- Supplied information -
+--

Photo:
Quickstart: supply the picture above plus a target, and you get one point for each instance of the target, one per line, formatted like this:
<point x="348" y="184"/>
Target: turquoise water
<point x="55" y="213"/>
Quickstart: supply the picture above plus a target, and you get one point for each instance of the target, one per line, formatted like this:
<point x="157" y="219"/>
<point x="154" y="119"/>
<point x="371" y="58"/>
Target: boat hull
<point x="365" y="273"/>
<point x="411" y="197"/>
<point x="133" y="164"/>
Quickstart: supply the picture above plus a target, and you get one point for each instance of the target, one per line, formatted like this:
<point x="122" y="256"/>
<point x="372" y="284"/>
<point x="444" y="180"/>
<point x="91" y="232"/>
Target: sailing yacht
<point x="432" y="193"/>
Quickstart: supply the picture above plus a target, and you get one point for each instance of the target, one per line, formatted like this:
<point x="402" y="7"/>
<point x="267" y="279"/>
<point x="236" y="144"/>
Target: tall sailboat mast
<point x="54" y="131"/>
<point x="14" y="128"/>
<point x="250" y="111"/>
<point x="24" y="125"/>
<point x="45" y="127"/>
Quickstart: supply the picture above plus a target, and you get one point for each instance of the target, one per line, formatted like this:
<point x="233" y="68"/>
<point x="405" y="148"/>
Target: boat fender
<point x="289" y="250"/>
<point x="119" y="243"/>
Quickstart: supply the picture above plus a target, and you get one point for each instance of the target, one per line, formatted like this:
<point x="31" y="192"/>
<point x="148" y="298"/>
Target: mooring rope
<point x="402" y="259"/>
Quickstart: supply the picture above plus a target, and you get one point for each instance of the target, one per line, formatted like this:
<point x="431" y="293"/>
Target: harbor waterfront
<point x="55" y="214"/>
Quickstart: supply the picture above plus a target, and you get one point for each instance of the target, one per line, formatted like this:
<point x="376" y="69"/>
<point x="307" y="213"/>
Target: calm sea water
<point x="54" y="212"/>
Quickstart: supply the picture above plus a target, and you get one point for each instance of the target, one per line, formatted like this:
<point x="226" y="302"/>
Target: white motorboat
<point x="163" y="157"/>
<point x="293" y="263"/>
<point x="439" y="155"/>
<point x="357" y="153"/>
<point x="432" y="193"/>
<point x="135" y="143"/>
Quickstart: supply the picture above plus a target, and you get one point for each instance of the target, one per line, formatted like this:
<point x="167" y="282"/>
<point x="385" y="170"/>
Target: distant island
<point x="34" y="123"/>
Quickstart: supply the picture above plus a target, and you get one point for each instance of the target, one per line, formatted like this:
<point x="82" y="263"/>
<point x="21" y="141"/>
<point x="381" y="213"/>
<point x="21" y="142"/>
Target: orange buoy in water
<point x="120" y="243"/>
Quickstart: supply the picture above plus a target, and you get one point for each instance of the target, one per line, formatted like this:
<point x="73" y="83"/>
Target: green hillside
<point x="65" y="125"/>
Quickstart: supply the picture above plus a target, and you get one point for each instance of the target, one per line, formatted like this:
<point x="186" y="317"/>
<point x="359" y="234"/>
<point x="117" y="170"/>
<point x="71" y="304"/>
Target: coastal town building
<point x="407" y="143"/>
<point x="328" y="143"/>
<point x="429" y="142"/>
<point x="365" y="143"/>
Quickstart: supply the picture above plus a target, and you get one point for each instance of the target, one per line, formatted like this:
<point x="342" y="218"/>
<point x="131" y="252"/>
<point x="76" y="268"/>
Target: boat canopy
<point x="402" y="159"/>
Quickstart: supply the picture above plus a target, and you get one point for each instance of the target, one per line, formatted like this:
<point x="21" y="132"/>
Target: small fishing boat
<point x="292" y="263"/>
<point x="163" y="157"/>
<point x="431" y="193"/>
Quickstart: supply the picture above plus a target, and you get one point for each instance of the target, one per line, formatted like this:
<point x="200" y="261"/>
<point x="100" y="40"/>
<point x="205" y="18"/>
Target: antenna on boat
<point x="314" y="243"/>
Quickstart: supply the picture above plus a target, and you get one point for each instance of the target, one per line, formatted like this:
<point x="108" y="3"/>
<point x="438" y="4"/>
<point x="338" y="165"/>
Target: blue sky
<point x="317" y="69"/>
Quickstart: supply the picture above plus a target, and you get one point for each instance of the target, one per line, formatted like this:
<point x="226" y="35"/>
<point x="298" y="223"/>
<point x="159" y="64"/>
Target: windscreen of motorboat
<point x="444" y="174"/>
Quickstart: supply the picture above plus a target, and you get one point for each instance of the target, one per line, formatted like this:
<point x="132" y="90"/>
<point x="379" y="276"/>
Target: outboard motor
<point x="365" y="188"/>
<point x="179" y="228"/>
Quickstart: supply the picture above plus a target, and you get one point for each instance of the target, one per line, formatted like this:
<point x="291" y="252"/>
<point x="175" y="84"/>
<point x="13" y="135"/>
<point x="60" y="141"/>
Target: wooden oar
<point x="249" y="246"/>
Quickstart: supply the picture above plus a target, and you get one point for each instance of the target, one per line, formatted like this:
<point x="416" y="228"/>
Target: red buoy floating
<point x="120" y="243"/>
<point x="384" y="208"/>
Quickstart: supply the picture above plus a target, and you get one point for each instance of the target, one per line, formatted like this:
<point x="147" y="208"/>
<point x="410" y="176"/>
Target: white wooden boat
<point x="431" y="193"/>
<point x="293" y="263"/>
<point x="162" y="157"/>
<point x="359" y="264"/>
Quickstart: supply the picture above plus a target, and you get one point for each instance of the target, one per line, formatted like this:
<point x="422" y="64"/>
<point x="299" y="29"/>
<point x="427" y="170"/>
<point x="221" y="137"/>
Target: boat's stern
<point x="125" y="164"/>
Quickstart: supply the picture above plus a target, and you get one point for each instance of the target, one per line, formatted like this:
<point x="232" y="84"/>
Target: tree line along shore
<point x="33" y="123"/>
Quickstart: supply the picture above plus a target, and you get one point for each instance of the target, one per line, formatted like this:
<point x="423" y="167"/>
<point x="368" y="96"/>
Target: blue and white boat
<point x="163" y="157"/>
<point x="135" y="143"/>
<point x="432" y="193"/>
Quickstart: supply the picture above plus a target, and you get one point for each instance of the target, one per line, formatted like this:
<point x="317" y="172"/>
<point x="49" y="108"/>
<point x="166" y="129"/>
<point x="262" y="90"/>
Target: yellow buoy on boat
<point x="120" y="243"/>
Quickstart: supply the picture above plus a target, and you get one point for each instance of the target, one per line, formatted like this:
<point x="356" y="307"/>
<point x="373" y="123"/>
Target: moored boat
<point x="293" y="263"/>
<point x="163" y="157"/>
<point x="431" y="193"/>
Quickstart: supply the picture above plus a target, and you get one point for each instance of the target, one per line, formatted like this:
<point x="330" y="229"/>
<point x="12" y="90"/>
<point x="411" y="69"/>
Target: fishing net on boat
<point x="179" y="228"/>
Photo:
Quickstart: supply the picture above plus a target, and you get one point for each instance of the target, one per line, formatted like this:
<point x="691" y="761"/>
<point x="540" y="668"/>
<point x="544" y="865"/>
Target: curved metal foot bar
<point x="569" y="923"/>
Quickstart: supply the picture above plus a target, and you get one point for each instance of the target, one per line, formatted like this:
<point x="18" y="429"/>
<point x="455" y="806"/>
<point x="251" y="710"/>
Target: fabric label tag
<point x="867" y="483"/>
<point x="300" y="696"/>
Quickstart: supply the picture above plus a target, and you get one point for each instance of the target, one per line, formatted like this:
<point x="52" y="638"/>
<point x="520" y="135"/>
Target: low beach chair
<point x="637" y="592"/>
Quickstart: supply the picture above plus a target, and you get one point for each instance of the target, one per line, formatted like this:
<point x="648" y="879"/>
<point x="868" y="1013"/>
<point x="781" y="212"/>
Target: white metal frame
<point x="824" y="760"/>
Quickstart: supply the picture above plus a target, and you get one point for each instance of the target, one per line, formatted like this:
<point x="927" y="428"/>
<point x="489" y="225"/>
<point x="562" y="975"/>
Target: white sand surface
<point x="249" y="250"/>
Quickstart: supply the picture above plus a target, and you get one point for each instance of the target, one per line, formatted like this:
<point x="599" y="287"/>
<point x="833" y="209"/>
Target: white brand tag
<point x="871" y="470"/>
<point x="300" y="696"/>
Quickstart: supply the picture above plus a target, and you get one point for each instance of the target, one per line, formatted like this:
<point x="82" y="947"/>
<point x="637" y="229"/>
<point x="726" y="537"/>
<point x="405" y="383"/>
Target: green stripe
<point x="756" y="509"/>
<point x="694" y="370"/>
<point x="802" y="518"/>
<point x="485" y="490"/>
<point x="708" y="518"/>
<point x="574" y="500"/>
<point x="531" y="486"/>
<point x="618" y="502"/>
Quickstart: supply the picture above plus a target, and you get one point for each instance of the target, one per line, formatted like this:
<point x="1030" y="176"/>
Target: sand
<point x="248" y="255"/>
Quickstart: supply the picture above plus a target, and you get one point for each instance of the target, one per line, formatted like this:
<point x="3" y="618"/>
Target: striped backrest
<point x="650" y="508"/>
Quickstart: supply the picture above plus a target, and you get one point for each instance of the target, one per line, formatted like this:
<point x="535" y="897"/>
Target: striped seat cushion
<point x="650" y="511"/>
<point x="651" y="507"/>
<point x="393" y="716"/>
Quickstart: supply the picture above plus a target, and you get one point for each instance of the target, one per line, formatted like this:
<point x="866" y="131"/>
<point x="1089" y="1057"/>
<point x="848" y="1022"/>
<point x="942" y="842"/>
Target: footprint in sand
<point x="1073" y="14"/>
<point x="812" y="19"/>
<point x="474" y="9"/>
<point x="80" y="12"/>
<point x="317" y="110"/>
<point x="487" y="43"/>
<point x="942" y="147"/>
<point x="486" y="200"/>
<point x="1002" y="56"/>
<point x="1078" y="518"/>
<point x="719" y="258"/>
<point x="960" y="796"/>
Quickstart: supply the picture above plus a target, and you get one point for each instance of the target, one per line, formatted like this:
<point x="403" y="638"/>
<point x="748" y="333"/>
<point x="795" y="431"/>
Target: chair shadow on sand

+--

- What the task requires -
Please pull out every line above that contains the word "metal", keeping case as it matters.

- Output -
Target: curved metal foot bar
Target: white metal frame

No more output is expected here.